**** EXCERPTED TEXT
Divergence Theorem - Confused :s (2 problems)

[halfoflessthan5]

Question

Evaluate both sides of the divergence theorem for

V =(x)i +(y)j

over a circle of radius R

Correct answer

The answer should be 2(pi)(R^2)

My Answer

the divergence theorem is

**integral** (V . n ) d(sigma) = **double intergral** DivV d(tau)

in 2D. Where (sigma) is the curve bounding the area (tau.) n is the unit normal vector to the curve.

I did the RHS of the divergence theorem fine and got 2(pi)(R^2)

*******
For the LHS:

First I need to work out n, the unit normal vector to the circle.

The equation of the circle is y=(1 - (x^2)^1/2)

To get the unit normal you use the nabla (gradient) function to get a vector that points away from the line and then normalize it.

First problem: In the solution they took grad(x^2 + y^2.) You end up with n (normalised) as (x/R)i + (y/R)j. . But i don't understand why you take grad(x^2 + y^2) when the line has the function f(x)=(1 - (x^2)^1/2)

Pretending i understood that bit and moving on you get V.n = (x^2/R) + (y^2R) = R^2/R =R

So I need to work out *integral* R d(sigma)

i presume d(sigma) (the elemental boundary length) is d(theta.) Then you do the line integral from 0 to 2(pi) . R is a constant so you can take it out then you just get 2(pi) for the integral

=> *integral* (V.n) d(sigma) = 2(pi)R

which is wrong (missing an R)

******

Sorry for the length of that. Some help on those two problems would be awesome.

 

[Mystic998]

Well, the big problem with the first part you're having trouble with is that f(x) = (1 - x^2)^(1/2) only represents the top part of the circle.

The second problem is that d(sigma) isn't d(theta).

 

[halfoflessthan5]

The second problem is that d(sigma) isn't d(theta).

Yes! its R d(theta.) The length of the arc subtended. Which would provide the extra R. Excellent, thankyou

Well, the big problem with the first part you're having trouble with is that f(x) = (1 - x^2)^(1/2) only represents the top part of the circle.

Okay point taken. I am not sure how else to write the function though. f(x) = +/-(1 - x^2)^(1/2) would give the top and the bottom but i can't do anything with that.
********
**** INFORMATION GIVEN
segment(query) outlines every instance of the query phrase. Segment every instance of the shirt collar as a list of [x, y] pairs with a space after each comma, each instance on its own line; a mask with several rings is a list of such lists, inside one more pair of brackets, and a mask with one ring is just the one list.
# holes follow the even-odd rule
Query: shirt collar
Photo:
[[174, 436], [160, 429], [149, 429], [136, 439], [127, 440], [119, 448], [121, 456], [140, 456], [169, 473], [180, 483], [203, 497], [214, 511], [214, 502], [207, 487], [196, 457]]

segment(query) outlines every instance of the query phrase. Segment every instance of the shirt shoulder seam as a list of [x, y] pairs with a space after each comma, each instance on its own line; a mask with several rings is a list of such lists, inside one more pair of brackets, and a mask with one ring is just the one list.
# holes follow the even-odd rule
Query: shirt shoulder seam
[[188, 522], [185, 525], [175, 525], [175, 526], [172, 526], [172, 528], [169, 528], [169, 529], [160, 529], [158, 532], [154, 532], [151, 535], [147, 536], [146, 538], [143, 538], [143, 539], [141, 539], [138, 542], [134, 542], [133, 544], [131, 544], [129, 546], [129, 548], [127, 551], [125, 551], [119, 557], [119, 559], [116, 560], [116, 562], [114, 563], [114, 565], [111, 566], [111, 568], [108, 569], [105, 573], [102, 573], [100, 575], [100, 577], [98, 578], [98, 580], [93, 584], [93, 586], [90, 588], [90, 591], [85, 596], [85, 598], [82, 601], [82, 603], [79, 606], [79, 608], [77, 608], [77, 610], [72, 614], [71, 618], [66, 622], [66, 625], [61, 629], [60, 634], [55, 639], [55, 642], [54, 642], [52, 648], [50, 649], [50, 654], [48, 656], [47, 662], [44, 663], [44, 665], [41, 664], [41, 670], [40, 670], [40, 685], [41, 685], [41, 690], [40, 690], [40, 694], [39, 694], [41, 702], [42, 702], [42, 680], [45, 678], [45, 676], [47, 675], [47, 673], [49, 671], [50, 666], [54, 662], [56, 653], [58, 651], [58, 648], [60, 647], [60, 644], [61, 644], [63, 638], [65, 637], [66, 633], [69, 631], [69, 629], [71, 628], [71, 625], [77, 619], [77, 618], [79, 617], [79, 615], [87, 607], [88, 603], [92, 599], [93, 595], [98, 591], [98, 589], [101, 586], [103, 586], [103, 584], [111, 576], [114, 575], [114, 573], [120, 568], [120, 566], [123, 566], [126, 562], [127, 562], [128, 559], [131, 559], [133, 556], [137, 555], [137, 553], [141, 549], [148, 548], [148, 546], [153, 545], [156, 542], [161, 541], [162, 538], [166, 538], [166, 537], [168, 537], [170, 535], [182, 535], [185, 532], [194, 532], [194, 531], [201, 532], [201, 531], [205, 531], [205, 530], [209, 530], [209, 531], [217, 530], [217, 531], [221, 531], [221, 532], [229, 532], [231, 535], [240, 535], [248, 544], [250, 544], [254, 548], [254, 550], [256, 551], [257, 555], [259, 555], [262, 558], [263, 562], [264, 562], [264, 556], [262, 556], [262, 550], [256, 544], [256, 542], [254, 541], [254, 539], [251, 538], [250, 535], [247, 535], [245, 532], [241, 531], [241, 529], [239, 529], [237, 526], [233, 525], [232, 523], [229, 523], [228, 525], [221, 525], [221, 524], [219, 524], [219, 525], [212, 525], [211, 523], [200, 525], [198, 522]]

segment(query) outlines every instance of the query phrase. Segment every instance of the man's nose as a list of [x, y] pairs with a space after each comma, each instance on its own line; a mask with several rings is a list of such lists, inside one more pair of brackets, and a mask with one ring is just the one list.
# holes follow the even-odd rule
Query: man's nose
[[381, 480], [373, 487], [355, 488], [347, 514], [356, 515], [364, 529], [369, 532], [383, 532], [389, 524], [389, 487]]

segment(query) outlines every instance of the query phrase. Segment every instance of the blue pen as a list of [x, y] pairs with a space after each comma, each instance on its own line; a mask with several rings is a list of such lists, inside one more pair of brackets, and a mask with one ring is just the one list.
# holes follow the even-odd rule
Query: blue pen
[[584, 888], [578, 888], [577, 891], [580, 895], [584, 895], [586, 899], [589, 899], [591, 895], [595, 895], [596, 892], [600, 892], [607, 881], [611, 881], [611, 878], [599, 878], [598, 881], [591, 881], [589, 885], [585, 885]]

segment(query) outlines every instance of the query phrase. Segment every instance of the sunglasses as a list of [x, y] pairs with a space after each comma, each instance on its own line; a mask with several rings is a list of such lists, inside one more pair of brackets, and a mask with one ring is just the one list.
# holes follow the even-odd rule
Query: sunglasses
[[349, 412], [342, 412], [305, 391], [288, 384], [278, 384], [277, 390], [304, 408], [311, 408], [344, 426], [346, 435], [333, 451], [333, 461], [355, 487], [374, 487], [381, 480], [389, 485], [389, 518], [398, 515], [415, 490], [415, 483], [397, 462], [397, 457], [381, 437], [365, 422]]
********
» **TO BE DONE**
#1 Convert the lines of the rows, starting with the line containing "the shirt shoulder" and going on through the line containing "Query: shirt shoulder seam", into a Markdown table with the columns No. and Line, leaving out blank lines.
#2 Carry on the forum thread about the divergence theorem from its last post.
The rows have no connection to the divergence theorem thread.

» **ANSWERS**
#1
| No. | Line |
|---|---|
| 1 | segment(query) outlines every instance of the query phrase. Segment every instance of the shirt shoulder seam as a list of [x, y] pairs with a space after each comma, each instance on its own line; a mask with several rings is a list of such lists, inside one more pair of brackets, and a mask with one ring is just the one list. |
| 2 | # holes follow the even-odd rule |
| 3 | Query: shirt shoulder seam |

#2
(just noticed something, that should be a an R not a 1. Doesnt affect anything)

Since in the solution you do grad(x^2 + y^2.) you must be taking grad f(x,y) where

f(x,y)= x^2 + y^2

but that's the equation of a 3D surface (i don't know what surface, its not a sphere.)

How does it represent my circle of radius R? (Theres no R in it for a start)

 

[Mystic998]

Technically, what you should do is find a tangent vector for your circle, then get a vector perpendicular to that to find the normal. But, as far as I remember, taking the gradient is essentially a cheat.

Basically, what you're doing is saying that every level set of f(x,y) = x^2 + y^2 represents a circle of some radius. So what you do is find the outward normal of the surface (which is (fx, fy, -1), then project it into the plane (level set) where z = r^2, and that gives you the outward normal for the circle in that plane.

But don't quote me on that. I never got a really rigorous treatment of that kind of stuff because the few times it was covered in my classes, I was swamped with other work. I just used it if it worked.

 

[halfoflessthan5]

okay got it. So i can think of f(x,y) as like a contour map with a load of concentric circles each representing a value of f(x,y.)

So you workout grad f(x,y) and normalize it then set (x^2 + y^2) to R^2... and it works!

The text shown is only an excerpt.